───── Records for this exercise ─────

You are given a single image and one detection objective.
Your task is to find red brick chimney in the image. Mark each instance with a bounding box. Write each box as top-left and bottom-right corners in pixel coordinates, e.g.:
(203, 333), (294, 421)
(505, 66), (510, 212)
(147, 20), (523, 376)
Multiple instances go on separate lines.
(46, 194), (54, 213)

─────

*Work to be completed*
Select every line in the records above that contains the word "image".

*Task solution*
You are given a single image and one detection objective.
Your task is to find red brick chimney in the image. Mark each instance with a bounding box. Write each box as top-left and bottom-right corners in pixel coordinates, e.g.:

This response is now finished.